[Recorded data]:
========================================

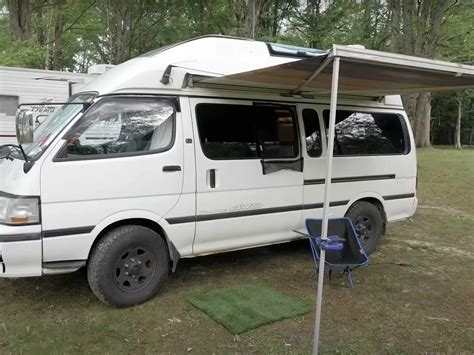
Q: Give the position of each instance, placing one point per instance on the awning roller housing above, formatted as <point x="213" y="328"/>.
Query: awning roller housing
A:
<point x="362" y="72"/>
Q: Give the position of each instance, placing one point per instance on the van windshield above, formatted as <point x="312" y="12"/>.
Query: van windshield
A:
<point x="47" y="131"/>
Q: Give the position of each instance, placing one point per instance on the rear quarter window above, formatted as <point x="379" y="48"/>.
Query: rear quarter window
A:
<point x="368" y="133"/>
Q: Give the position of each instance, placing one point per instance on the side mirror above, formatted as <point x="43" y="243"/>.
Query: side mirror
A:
<point x="4" y="152"/>
<point x="25" y="126"/>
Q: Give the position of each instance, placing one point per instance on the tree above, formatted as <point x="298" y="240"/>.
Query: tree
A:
<point x="19" y="13"/>
<point x="416" y="30"/>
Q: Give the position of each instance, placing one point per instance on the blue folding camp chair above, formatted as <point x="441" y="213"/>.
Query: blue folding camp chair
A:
<point x="344" y="252"/>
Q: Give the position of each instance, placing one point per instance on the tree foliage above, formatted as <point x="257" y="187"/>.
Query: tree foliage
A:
<point x="74" y="34"/>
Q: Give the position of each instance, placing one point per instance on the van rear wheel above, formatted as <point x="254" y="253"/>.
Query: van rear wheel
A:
<point x="128" y="266"/>
<point x="368" y="222"/>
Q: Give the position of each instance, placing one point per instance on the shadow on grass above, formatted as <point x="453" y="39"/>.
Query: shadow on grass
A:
<point x="72" y="290"/>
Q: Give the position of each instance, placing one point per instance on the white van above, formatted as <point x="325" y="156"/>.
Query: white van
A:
<point x="146" y="166"/>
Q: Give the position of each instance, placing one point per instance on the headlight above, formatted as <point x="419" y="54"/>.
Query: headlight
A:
<point x="19" y="211"/>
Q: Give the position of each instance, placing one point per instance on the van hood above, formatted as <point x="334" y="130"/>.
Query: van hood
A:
<point x="14" y="181"/>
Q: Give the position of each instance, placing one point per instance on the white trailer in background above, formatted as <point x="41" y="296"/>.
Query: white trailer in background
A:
<point x="20" y="85"/>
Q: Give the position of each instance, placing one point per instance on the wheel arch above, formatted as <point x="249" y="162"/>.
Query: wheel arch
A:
<point x="374" y="199"/>
<point x="144" y="222"/>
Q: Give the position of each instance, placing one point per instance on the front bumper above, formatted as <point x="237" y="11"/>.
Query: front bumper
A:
<point x="20" y="251"/>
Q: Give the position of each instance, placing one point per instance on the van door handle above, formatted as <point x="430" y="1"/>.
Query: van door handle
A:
<point x="169" y="168"/>
<point x="212" y="178"/>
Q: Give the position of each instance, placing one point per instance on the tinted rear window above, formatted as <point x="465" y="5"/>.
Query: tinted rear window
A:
<point x="363" y="133"/>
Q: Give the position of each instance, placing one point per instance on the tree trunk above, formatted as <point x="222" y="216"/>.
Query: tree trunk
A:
<point x="423" y="120"/>
<point x="19" y="13"/>
<point x="394" y="7"/>
<point x="253" y="11"/>
<point x="457" y="134"/>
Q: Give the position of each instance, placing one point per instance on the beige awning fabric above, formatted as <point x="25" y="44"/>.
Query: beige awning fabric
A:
<point x="362" y="72"/>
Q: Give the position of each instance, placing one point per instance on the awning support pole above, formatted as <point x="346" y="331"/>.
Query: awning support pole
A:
<point x="327" y="192"/>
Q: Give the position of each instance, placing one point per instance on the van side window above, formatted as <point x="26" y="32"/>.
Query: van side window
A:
<point x="363" y="133"/>
<point x="118" y="126"/>
<point x="247" y="132"/>
<point x="312" y="133"/>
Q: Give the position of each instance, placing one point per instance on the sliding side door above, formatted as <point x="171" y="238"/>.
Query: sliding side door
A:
<point x="249" y="174"/>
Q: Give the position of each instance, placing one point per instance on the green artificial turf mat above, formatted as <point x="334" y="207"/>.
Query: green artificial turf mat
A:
<point x="246" y="307"/>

========================================

Write out the lines above word for word, leaving out the pictures.

Q: Give the position of each instance, placing one point per instance on the awning roller housing above, formatted as <point x="213" y="328"/>.
Query: awning roller housing
A:
<point x="362" y="72"/>
Q: Give the position of each instance, placing one point per instance on the van windshield above, formatted as <point x="312" y="12"/>.
Query: van windshield
A:
<point x="47" y="131"/>
Q: Give the position of each instance, placing one point per instance on the rear quarter window above, formatted as <point x="379" y="48"/>.
Query: rear quarter window
A:
<point x="368" y="133"/>
Q: Give the position of each instance, placing one point per instance on the side mirror above, formatted as <point x="43" y="243"/>.
Query: side mirror
A:
<point x="4" y="152"/>
<point x="25" y="126"/>
Q: Give the position of each instance, placing one point per instance on the tree above, formatted as <point x="298" y="240"/>.
Query: tree
A:
<point x="19" y="13"/>
<point x="416" y="30"/>
Q: Give the position of each instance, placing one point per instance on the blue folding camp chair above, formatted as <point x="441" y="213"/>.
Query: blue folding camp chair
A:
<point x="344" y="252"/>
Q: Give the position of each instance, placing one point per instance on the tree foliage above, formatted as <point x="257" y="187"/>.
Query: tree foliage
A:
<point x="74" y="34"/>
Q: Give the position of each instance, placing one point per instance on the van rear wheel above, formatted as <point x="254" y="253"/>.
Query: van rear wheel
A:
<point x="128" y="266"/>
<point x="368" y="222"/>
Q: Give the position of each instance, placing one point per instance on the shadow on grass above, formatted as <point x="453" y="39"/>.
Query: shadow on grass
A:
<point x="72" y="290"/>
Q: Give the position of each instance, placing one point per instance on the white van above, formatted as <point x="325" y="156"/>.
Query: white van
A:
<point x="146" y="166"/>
Q: Give the position of each instance, placing one point per instance on the headlight above, formatted as <point x="419" y="54"/>.
Query: headlight
A:
<point x="19" y="211"/>
Q: Give the position of each instance, placing one point per instance on the van hood above, formatted as <point x="334" y="130"/>.
Query: van hood
A:
<point x="14" y="181"/>
Q: Give the position of each instance, placing one point per instance on the white trailer in background above, formatted as <point x="41" y="296"/>.
Query: white trailer in background
A:
<point x="20" y="85"/>
Q: Give the position of each instance, placing one point per instance on the wheel arch above, formatted as <point x="249" y="162"/>.
Query: wheel arch
A:
<point x="374" y="199"/>
<point x="144" y="222"/>
Q: Give the position of each instance, placing one point per instance on the front bumper above, formatted as <point x="237" y="11"/>.
Query: front bumper
A:
<point x="20" y="251"/>
Q: Give the position of each instance, placing one point per instance on the van door handle above, formatted as <point x="430" y="1"/>.
Query: van door handle
A:
<point x="169" y="168"/>
<point x="212" y="178"/>
Q: Give the position of each instance, placing one point per instance on the tinted rear window above, formatted as <point x="465" y="5"/>.
Query: tinted rear window
A:
<point x="363" y="133"/>
Q: Give the position of each instance, placing one point per instance on the tree trunk above, formatted as <point x="222" y="216"/>.
Query: tree trunk
A:
<point x="423" y="120"/>
<point x="19" y="13"/>
<point x="394" y="7"/>
<point x="253" y="11"/>
<point x="457" y="134"/>
Q: Give the position of each instance, placing one point per instance on the beige awning fabric above, formatted as <point x="25" y="44"/>.
Query: beige awning fabric
A:
<point x="362" y="72"/>
Q: Give the position of each instance, placing one point per instance on the awning support pole above, formatted as <point x="346" y="331"/>.
Query: awning support pole
A:
<point x="327" y="192"/>
Q: Give the position of each instance, placing one point per instance on the van side window above, formatted as <point x="26" y="32"/>.
Query: van side window
A:
<point x="363" y="133"/>
<point x="118" y="126"/>
<point x="247" y="132"/>
<point x="312" y="133"/>
Q: Give the position of each instance, placing one point per instance on the sliding side door above, formatted as <point x="171" y="238"/>.
Query: sliding side door
A:
<point x="249" y="174"/>
Q: Give the position of each instance, placing one point per instance on the green artificial turf mat above, formatted as <point x="334" y="207"/>.
Query: green artificial turf mat
A:
<point x="246" y="307"/>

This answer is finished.